* Material for the task:
╔══

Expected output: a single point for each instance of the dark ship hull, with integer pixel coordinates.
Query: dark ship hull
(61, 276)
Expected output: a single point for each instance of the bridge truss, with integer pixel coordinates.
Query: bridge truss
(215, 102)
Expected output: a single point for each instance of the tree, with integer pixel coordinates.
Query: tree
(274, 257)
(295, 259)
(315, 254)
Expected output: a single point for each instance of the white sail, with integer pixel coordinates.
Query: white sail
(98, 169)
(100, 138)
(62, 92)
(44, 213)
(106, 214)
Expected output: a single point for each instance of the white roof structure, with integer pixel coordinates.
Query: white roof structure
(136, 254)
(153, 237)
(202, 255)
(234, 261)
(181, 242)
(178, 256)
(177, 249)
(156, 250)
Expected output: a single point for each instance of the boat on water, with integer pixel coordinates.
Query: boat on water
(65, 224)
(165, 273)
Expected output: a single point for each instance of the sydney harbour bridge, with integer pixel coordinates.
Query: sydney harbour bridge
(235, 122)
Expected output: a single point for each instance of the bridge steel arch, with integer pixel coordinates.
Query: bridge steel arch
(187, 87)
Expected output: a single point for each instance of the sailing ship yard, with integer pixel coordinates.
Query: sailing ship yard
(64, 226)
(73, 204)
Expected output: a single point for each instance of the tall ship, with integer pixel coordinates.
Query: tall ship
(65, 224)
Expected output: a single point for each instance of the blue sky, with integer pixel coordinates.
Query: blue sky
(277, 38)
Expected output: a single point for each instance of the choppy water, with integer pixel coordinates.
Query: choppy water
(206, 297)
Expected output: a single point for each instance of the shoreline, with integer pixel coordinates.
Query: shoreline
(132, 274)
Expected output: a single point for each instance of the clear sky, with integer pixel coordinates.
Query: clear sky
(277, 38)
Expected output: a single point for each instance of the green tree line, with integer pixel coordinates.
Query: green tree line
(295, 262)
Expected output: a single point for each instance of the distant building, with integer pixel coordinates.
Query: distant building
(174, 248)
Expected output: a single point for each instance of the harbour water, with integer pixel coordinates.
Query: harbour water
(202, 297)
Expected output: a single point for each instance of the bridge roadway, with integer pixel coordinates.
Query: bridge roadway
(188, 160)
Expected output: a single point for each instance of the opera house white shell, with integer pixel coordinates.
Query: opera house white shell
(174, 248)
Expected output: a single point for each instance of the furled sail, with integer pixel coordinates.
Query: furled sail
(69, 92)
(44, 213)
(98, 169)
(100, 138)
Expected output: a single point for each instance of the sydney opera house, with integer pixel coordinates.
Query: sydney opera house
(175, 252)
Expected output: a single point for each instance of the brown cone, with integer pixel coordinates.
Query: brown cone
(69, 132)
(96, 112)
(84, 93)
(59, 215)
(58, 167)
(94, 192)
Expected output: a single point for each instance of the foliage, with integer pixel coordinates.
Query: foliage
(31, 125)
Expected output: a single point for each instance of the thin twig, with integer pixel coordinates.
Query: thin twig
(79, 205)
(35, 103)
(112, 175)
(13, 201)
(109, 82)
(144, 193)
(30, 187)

╚══

* Assignment:
The material shown above is to be retyped in full, without alteration.

* Output of the exercise:
Expected output: a single point for each instance of the dark ship hull, with integer pixel coordinates.
Query: dark ship hull
(61, 276)
Expected output: a single point for each instance of the bridge truss, with integer pixel coordinates.
Query: bridge truss
(215, 102)
Expected output: a single point for each instance of the tree, with integer pixel coordinates.
Query: tree
(274, 257)
(295, 259)
(315, 254)
Expected output: a single point for each instance of the white sail, with integer pixel coordinates.
Query: white sail
(98, 169)
(100, 138)
(62, 92)
(44, 213)
(106, 214)
Expected output: a single point for each instance of the white roof structure, with integer pixel coordinates.
Query: white roof structure
(136, 254)
(153, 237)
(202, 255)
(234, 261)
(181, 242)
(178, 256)
(177, 249)
(156, 250)
Expected output: a single point for each instance of the boat on water, with integer pixel coordinates.
Query: boat on water
(65, 224)
(165, 273)
Expected output: a single point for each instance of the sydney harbour bridge, with integer pixel coordinates.
Query: sydney harbour bridge
(235, 122)
Expected output: a single point for each instance of the bridge steel arch, with integer pixel coordinates.
Query: bridge steel arch
(187, 87)
Expected output: a single point for each instance of the sailing ship yard, with integer pixel coordinates.
Query: sailing ship yard
(64, 226)
(73, 204)
Expected output: a single point for each instance of the tall ship, with integer pixel coordinates.
Query: tall ship
(65, 224)
Expected output: a single point for each instance of the blue sky, with integer pixel coordinates.
Query: blue sky
(277, 38)
Expected output: a single point for each instance of the choppy water, with integer pixel coordinates.
Query: choppy water
(206, 297)
Expected output: a single point for each instance of the shoreline, with integer pixel coordinates.
Query: shoreline
(132, 274)
Expected output: a single point for each instance of the clear sky, with integer pixel coordinates.
Query: clear sky
(277, 38)
Expected output: a single point for each instance of the green tree line, with integer pixel coordinates.
Query: green tree line
(295, 262)
Expected output: a single point for each instance of the distant building, with integer pixel coordinates.
Query: distant building
(174, 248)
Expected output: a single point for each instance of the harbour water, with integer pixel coordinates.
Query: harbour water
(202, 297)
Expected output: a single point for each instance of the bridge roadway, with integer pixel coordinates.
Query: bridge roadway
(188, 160)
Expected output: a single point for each instance of the opera house white shell, with integer pixel coordinates.
Query: opera house white shell
(174, 248)
Expected output: a single point for each instance of the furled sail, with integer pixel coordinates.
Query: furled sail
(69, 92)
(44, 213)
(98, 169)
(100, 138)
Expected output: a single point for each instance of the sydney opera house, with integer pixel coordinates.
Query: sydney opera house
(175, 252)
Expected output: a single point for each instance of the brown cone, with integer pixel coordinates.
Query: brown cone
(69, 132)
(96, 112)
(84, 93)
(59, 215)
(58, 167)
(94, 192)
Expected output: a single point for each instance of the foliage, with integer pixel coordinates.
Query: foliage
(31, 125)
Expected output: a single point for each instance of the thin twig, with integer pixel coordinates.
Query: thin twig
(79, 205)
(35, 103)
(112, 175)
(13, 201)
(109, 82)
(144, 193)
(30, 187)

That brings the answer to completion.